**WHAT THIS TASK INVOLVES:** Produce a verbatim copy of the lines from the one holding "just need a quick box around the light" through the last line of the listing, and nothing else.

**PROVIDED MATERIAL:**
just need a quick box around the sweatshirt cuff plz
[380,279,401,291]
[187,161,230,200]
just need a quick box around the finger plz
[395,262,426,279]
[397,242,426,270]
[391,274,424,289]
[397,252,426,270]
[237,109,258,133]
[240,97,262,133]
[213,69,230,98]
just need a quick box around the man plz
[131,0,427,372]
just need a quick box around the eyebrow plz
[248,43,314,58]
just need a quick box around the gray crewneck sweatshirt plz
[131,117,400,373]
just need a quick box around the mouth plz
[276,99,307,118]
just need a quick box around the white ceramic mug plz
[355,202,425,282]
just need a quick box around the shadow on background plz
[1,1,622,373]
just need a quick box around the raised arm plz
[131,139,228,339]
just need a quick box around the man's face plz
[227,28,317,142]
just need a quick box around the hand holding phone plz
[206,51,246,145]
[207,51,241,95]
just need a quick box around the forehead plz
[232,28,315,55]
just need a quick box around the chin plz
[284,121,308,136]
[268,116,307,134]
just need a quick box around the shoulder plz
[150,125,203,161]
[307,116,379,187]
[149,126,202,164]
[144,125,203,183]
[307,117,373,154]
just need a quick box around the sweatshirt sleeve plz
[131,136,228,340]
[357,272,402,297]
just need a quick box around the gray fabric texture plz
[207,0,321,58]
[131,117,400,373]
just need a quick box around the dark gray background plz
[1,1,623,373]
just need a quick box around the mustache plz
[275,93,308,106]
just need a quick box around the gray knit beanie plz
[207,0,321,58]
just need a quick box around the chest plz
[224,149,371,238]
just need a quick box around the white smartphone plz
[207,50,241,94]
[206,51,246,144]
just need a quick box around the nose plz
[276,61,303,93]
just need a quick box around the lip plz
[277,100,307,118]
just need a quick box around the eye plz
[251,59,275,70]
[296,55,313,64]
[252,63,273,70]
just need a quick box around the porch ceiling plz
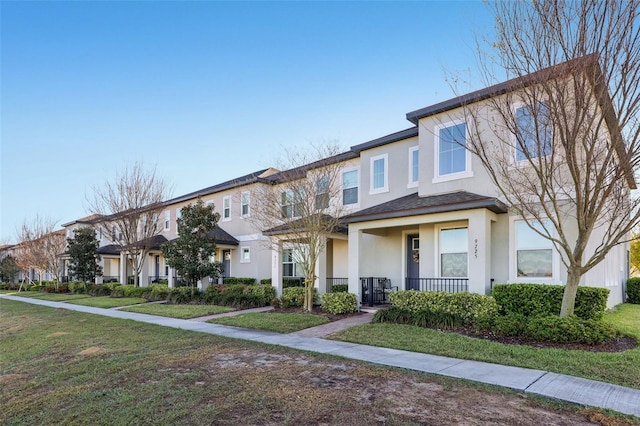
[341,191,508,224]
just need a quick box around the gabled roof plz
[341,191,508,224]
[97,244,120,256]
[61,214,104,227]
[206,227,239,246]
[261,151,359,185]
[350,127,418,153]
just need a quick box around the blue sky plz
[1,1,495,243]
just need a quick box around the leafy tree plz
[162,198,223,293]
[0,255,20,283]
[461,0,640,317]
[67,227,102,284]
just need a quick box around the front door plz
[406,234,419,290]
[223,250,231,278]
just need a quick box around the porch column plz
[348,227,362,307]
[139,253,150,287]
[315,236,328,295]
[119,252,127,284]
[271,239,283,297]
[468,210,493,295]
[167,267,175,288]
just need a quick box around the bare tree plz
[88,162,171,286]
[458,0,640,316]
[252,143,351,312]
[14,216,61,288]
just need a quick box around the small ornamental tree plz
[0,255,20,283]
[162,198,224,294]
[67,227,103,284]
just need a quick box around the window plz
[281,189,303,218]
[516,220,553,277]
[98,227,103,241]
[342,169,358,205]
[176,208,182,221]
[111,226,116,241]
[282,249,303,277]
[409,146,419,186]
[241,192,250,217]
[435,122,471,182]
[315,175,329,210]
[240,247,251,263]
[440,227,468,277]
[515,102,552,162]
[223,196,231,221]
[164,211,170,231]
[370,154,388,194]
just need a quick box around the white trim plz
[508,216,561,284]
[240,246,251,263]
[434,222,469,278]
[369,153,389,194]
[512,101,553,165]
[222,196,231,221]
[433,120,473,183]
[408,146,419,188]
[241,191,250,218]
[164,210,170,232]
[341,167,360,208]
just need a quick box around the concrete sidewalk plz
[3,294,639,418]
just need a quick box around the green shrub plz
[260,278,272,285]
[525,315,618,344]
[167,287,202,304]
[491,313,528,336]
[280,287,318,308]
[111,285,149,298]
[372,306,461,329]
[89,283,113,296]
[627,277,640,304]
[283,278,304,288]
[205,284,273,308]
[492,284,609,320]
[146,284,171,301]
[223,277,256,285]
[389,290,498,327]
[68,281,88,294]
[330,284,348,293]
[321,292,357,314]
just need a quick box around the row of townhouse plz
[3,57,632,308]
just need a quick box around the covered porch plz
[342,191,507,307]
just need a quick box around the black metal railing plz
[326,277,348,293]
[361,277,397,307]
[405,277,469,293]
[148,275,168,285]
[102,276,119,283]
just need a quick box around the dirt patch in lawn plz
[188,348,629,425]
[77,346,106,356]
[0,374,23,384]
[46,332,70,338]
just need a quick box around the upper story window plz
[440,227,468,277]
[342,169,358,206]
[409,146,419,187]
[111,226,116,241]
[515,102,552,162]
[516,219,553,277]
[164,211,170,231]
[240,247,251,263]
[222,196,231,221]
[315,175,329,210]
[241,192,250,217]
[98,227,103,241]
[281,189,303,219]
[370,154,388,194]
[434,121,472,183]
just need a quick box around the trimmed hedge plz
[526,315,618,344]
[373,306,462,329]
[281,286,318,308]
[205,284,275,308]
[627,277,640,304]
[389,290,499,326]
[260,278,272,285]
[283,278,305,288]
[330,284,348,293]
[492,284,609,320]
[321,292,357,314]
[223,277,256,285]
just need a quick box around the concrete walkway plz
[3,294,639,418]
[190,306,274,322]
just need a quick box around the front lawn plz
[208,312,329,333]
[331,303,640,389]
[65,296,148,308]
[3,299,624,425]
[7,292,92,301]
[122,303,233,319]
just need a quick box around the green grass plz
[332,304,640,389]
[1,299,636,426]
[121,303,234,319]
[65,296,148,308]
[5,292,92,301]
[208,312,329,333]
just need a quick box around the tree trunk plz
[305,280,314,312]
[560,269,582,317]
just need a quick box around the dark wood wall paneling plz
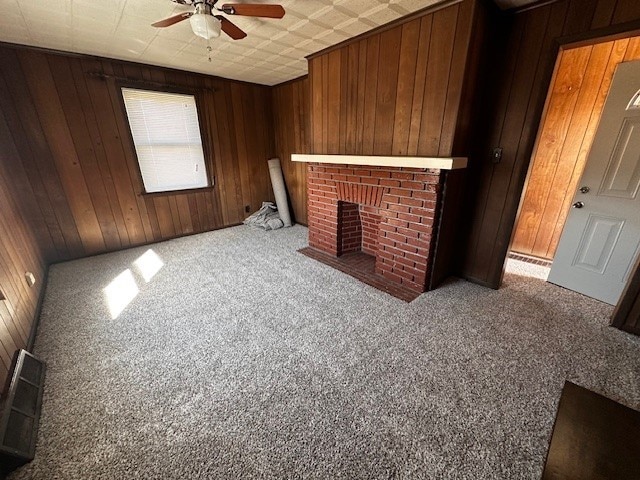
[0,139,47,383]
[0,45,275,264]
[307,0,477,158]
[271,76,311,224]
[512,35,640,260]
[460,0,640,288]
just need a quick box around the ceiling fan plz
[152,0,285,41]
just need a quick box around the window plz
[628,88,640,110]
[121,87,209,193]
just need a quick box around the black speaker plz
[0,349,46,475]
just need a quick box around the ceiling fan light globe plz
[189,14,221,39]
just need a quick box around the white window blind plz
[121,88,209,193]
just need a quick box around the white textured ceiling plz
[0,0,451,86]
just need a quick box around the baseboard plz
[47,223,244,266]
[460,274,499,290]
[26,264,49,352]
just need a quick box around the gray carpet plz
[9,225,640,479]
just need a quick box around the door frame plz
[503,26,640,326]
[508,43,568,264]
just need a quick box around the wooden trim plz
[0,40,106,61]
[507,0,561,14]
[292,153,468,169]
[611,254,640,329]
[306,0,463,61]
[87,71,216,92]
[459,274,499,289]
[26,265,49,352]
[558,21,640,50]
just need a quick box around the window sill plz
[140,186,215,198]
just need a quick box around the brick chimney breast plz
[307,163,443,294]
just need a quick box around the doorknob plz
[572,201,584,209]
[579,186,590,193]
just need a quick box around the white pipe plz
[267,158,292,227]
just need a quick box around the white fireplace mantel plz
[291,154,467,170]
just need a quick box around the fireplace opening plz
[338,201,382,257]
[335,201,383,275]
[338,201,362,255]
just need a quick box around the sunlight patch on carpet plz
[104,269,139,319]
[134,249,164,282]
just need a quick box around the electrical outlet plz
[492,147,503,164]
[25,272,36,287]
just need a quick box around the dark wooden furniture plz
[542,381,640,479]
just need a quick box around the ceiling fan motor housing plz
[189,0,233,14]
[193,1,212,14]
[157,0,284,41]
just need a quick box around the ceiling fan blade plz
[218,16,247,40]
[151,12,192,28]
[221,4,285,19]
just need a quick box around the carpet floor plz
[9,225,640,479]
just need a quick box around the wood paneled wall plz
[0,45,275,264]
[0,138,47,384]
[303,0,488,285]
[307,0,478,158]
[272,76,311,224]
[460,0,640,287]
[512,35,640,260]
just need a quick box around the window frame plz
[117,81,214,196]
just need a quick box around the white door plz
[548,60,640,305]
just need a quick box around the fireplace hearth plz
[293,154,467,300]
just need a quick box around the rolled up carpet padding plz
[267,158,292,227]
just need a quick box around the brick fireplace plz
[300,160,448,298]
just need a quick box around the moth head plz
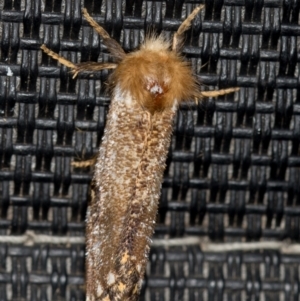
[109,36,200,114]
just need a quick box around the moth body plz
[40,5,238,301]
[86,37,198,300]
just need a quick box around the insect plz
[41,5,238,301]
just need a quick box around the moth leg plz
[41,44,77,69]
[69,61,117,78]
[172,5,205,52]
[41,45,117,78]
[82,8,126,61]
[172,6,239,98]
[200,87,240,98]
[72,156,98,168]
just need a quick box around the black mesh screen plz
[0,0,300,300]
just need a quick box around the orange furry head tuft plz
[109,36,200,114]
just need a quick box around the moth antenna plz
[41,44,117,78]
[200,87,240,98]
[82,8,126,61]
[172,5,205,52]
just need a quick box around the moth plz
[41,5,238,301]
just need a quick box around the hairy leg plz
[200,87,240,98]
[40,45,117,78]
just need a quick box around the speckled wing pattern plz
[86,91,175,300]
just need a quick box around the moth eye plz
[145,79,164,96]
[145,79,169,98]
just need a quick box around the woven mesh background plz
[0,0,300,300]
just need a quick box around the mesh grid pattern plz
[0,0,300,299]
[0,245,300,301]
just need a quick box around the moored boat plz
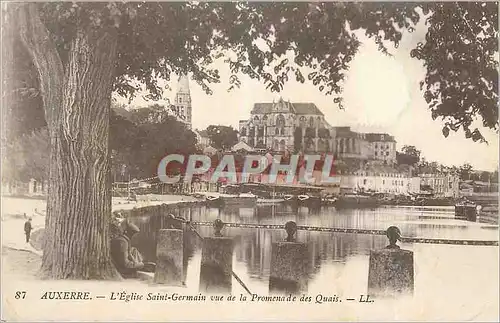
[220,193,257,207]
[296,194,322,206]
[334,193,378,209]
[257,198,285,204]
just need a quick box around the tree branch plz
[17,3,64,128]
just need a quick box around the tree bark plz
[18,3,121,279]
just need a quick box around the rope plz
[189,221,499,246]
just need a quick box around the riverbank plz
[1,194,204,255]
[2,197,499,321]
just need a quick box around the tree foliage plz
[412,2,498,142]
[5,2,497,143]
[3,128,49,182]
[459,163,474,181]
[397,145,421,165]
[110,110,197,180]
[206,125,238,150]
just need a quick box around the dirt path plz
[2,247,42,280]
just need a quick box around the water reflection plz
[128,204,498,292]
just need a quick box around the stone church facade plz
[238,98,336,153]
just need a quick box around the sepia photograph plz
[1,1,499,321]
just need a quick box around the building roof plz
[354,164,412,176]
[365,133,396,142]
[251,101,324,116]
[232,141,254,152]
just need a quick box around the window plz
[375,151,378,156]
[386,151,389,156]
[375,144,378,149]
[276,114,285,127]
[363,179,367,185]
[309,117,314,128]
[382,180,385,185]
[280,128,285,135]
[275,128,279,135]
[240,127,247,136]
[179,97,182,103]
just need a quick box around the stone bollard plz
[368,226,414,297]
[199,220,234,293]
[269,221,309,294]
[154,229,184,286]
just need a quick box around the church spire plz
[177,74,190,94]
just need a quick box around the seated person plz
[111,221,155,278]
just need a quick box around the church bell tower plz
[174,75,192,129]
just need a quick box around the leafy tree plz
[1,25,46,142]
[3,2,497,279]
[412,3,498,142]
[397,145,421,165]
[131,116,198,179]
[480,171,491,183]
[459,163,474,181]
[491,170,498,183]
[3,128,49,182]
[129,104,171,125]
[401,145,421,159]
[206,125,238,150]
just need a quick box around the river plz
[128,204,499,320]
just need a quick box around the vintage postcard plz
[1,1,498,321]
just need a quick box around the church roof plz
[251,101,324,116]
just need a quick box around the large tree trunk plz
[18,3,121,279]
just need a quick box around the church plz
[169,75,192,129]
[238,98,336,153]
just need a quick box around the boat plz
[294,194,322,207]
[219,193,258,207]
[334,193,378,209]
[257,198,285,205]
[322,196,338,206]
[205,195,222,207]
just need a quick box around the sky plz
[116,17,499,172]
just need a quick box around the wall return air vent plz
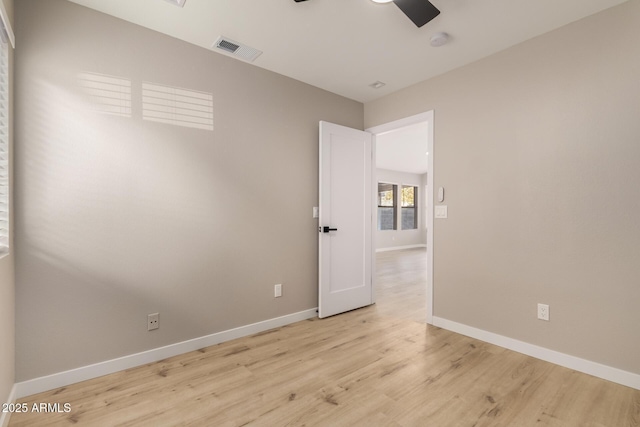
[212,36,262,62]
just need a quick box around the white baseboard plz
[432,316,640,391]
[15,308,318,399]
[376,244,426,253]
[0,384,17,427]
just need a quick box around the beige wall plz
[14,0,363,381]
[0,0,14,410]
[366,1,640,374]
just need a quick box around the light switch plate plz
[313,207,319,218]
[435,205,448,219]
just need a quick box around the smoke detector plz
[430,32,449,47]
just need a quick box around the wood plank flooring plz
[10,249,640,426]
[375,248,427,323]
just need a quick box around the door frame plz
[366,111,434,324]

**EXERCISE SOLUTION:**
just need a quick box around the light switch plate plz
[313,207,319,218]
[435,205,448,219]
just need a quick box around the smoke detector plz
[430,32,449,47]
just need a quick box around the wood plank flooring plz
[10,249,640,426]
[375,248,427,323]
just need a quick box around the door frame plz
[366,111,434,324]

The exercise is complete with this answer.